| EXERCISE AIM |
From the line with "Please mark the" onward, reproduce each line of the entries exactly, ending at the last one, and add nothing.

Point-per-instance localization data

*-*-*

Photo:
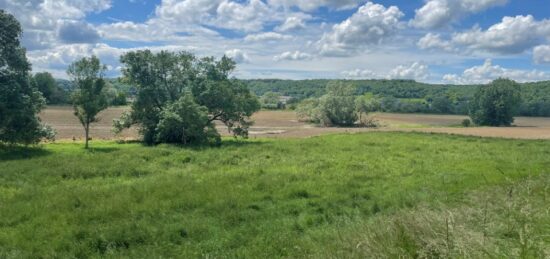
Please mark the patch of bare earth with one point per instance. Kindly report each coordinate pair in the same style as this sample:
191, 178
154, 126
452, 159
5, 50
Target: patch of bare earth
285, 124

*-*-*

| SOLUTION TO THIS EXERCISE |
Please mark the patch of bare earth with one point per instance. Kindly report each coordinate pair in the same style as this sample:
191, 178
154, 126
452, 159
5, 50
Target: patch of bare earth
285, 124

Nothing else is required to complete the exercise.